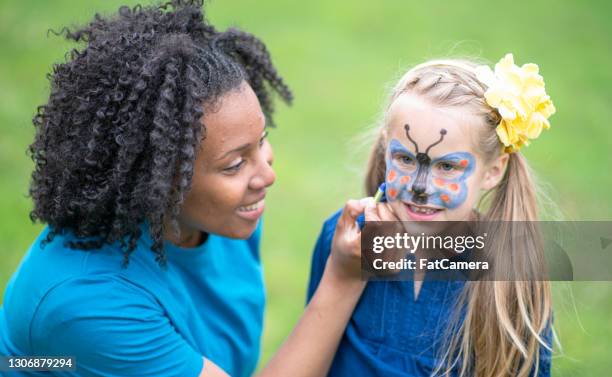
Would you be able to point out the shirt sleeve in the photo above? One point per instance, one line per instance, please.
(113, 328)
(321, 253)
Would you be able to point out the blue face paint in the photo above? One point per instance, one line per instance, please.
(416, 178)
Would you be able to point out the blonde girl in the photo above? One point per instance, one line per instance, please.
(450, 139)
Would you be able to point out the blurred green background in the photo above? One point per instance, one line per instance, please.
(340, 57)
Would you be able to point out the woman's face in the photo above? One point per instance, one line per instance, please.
(231, 172)
(433, 170)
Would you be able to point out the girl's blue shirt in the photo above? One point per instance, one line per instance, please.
(142, 320)
(391, 333)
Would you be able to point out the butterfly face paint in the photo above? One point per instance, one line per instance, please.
(419, 179)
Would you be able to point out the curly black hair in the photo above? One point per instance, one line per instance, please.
(116, 141)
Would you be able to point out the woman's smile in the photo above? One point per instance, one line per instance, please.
(252, 211)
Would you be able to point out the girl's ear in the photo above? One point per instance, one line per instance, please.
(495, 172)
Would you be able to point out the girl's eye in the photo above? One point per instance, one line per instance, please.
(406, 160)
(234, 167)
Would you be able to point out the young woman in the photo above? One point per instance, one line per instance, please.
(151, 170)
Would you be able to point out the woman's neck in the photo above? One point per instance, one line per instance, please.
(187, 237)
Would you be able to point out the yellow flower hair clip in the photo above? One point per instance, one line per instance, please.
(519, 96)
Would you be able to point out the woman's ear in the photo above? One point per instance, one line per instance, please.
(495, 172)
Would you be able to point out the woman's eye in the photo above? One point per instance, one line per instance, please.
(234, 167)
(263, 138)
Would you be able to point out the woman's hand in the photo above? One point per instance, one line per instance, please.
(345, 258)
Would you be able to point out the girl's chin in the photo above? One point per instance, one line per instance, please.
(423, 213)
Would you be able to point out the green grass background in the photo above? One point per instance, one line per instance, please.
(340, 58)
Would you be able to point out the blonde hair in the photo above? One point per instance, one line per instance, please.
(500, 333)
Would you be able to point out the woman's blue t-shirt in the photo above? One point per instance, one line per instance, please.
(142, 320)
(391, 333)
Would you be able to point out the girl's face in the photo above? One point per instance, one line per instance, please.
(231, 172)
(433, 171)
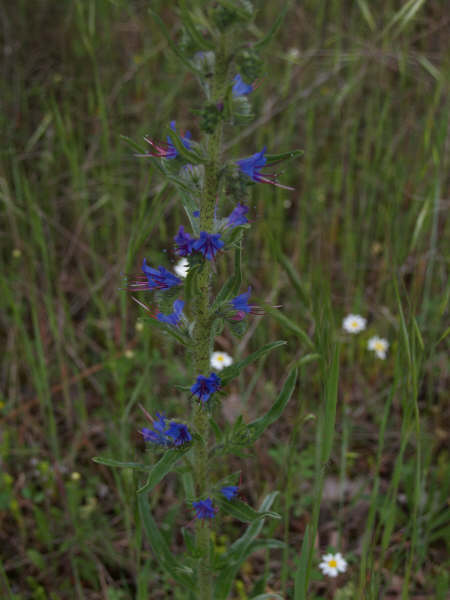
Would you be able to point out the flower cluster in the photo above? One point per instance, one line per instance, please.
(204, 387)
(355, 324)
(333, 564)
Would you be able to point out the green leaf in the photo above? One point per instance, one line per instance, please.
(171, 43)
(110, 462)
(190, 155)
(233, 371)
(256, 428)
(242, 511)
(162, 467)
(231, 287)
(301, 579)
(271, 158)
(238, 552)
(161, 550)
(273, 30)
(288, 324)
(192, 29)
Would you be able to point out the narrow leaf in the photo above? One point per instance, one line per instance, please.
(231, 372)
(160, 547)
(192, 29)
(256, 428)
(273, 30)
(171, 43)
(242, 511)
(110, 462)
(162, 467)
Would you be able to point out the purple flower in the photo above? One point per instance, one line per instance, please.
(208, 244)
(229, 491)
(162, 150)
(252, 166)
(179, 433)
(184, 242)
(204, 387)
(237, 217)
(174, 317)
(240, 88)
(176, 434)
(204, 509)
(240, 303)
(157, 279)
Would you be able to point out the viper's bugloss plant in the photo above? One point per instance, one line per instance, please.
(214, 190)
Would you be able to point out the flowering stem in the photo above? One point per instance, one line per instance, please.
(202, 345)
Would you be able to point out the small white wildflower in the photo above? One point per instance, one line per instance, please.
(379, 346)
(333, 564)
(354, 323)
(220, 360)
(182, 267)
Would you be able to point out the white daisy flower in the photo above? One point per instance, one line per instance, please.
(182, 267)
(379, 346)
(220, 360)
(333, 564)
(354, 323)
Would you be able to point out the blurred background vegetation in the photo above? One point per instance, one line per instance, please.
(361, 87)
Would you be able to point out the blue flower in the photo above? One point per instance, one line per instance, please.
(184, 242)
(176, 434)
(208, 244)
(158, 279)
(174, 317)
(252, 166)
(185, 140)
(229, 491)
(179, 433)
(240, 88)
(204, 387)
(237, 217)
(240, 303)
(204, 509)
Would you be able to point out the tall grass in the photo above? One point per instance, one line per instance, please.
(365, 96)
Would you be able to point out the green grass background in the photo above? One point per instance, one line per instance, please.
(362, 88)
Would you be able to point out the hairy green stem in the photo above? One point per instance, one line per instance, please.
(202, 334)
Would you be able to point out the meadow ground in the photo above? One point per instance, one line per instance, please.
(361, 87)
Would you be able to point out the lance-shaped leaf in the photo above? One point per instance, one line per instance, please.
(161, 550)
(273, 158)
(231, 287)
(162, 467)
(231, 372)
(273, 30)
(190, 155)
(192, 29)
(242, 511)
(110, 462)
(238, 552)
(256, 428)
(171, 43)
(288, 324)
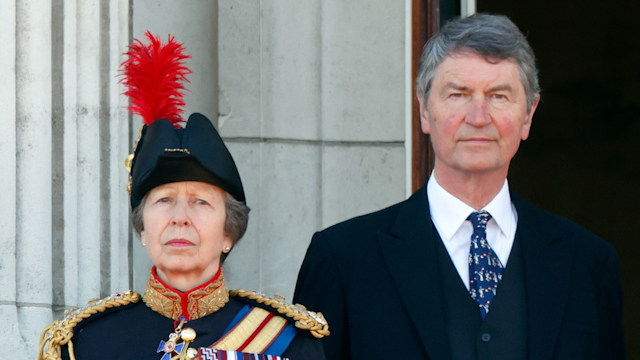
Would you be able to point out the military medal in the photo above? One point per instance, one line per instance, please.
(171, 346)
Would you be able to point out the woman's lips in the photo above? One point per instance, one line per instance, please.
(179, 242)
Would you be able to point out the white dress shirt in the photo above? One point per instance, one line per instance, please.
(449, 216)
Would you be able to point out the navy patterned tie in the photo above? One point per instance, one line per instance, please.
(485, 269)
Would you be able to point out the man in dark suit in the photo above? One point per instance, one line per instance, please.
(464, 269)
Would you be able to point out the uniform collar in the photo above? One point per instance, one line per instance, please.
(193, 304)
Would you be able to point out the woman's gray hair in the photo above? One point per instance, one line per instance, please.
(490, 36)
(235, 223)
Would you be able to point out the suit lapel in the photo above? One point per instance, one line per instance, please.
(409, 251)
(548, 261)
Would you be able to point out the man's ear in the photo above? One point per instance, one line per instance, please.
(424, 115)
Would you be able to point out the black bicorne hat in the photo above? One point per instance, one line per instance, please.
(196, 152)
(165, 151)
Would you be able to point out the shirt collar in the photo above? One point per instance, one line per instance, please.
(448, 213)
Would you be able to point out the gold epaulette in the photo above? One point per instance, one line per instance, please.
(60, 332)
(303, 319)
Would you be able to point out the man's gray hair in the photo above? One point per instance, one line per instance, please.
(235, 223)
(490, 36)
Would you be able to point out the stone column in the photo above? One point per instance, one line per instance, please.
(65, 226)
(312, 105)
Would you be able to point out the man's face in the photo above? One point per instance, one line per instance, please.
(476, 115)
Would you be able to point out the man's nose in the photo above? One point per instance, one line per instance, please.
(180, 215)
(478, 113)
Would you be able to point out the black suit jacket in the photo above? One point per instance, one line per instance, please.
(376, 280)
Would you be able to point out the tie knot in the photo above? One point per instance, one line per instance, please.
(479, 219)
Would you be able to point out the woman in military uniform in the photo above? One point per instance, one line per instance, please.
(189, 209)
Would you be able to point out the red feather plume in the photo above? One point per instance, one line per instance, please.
(153, 77)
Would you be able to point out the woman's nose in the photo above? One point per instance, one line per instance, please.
(180, 215)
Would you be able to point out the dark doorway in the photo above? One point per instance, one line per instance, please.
(582, 160)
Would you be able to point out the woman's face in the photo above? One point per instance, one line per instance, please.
(184, 231)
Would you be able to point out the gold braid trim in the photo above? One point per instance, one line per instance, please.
(304, 319)
(60, 332)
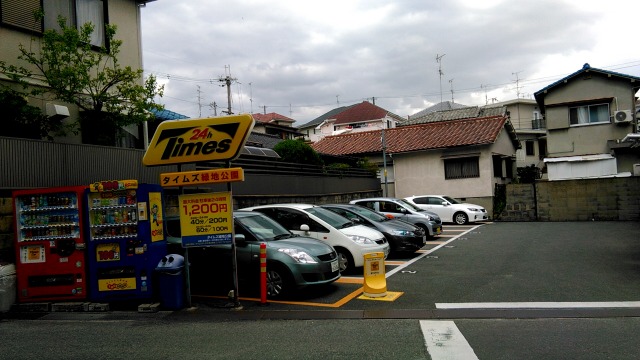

* **Short exercise**: Extract each line of the listing above that contains the string "face". The match is case-sensitive.

* **Solution to this exercise**:
Would you be able to point out the blue face paint in the photo above? One point per instance, one line per instance, please.
Would you be able to point out the woman's face in the photo above? One point per instance, one line per instance, please.
Would you be able to point out the butterfly face paint in the photo above? One point per instance, one line per instance, please.
Would you be able to point out the girl's face in the photo above? One point per instance, one line per instance, please.
Would you be able to point out the man's face in the photo above? One point per instance, one line per instance, please.
Would you be able to point out the woman's face in the photo above? One point per instance, one line per instance, please.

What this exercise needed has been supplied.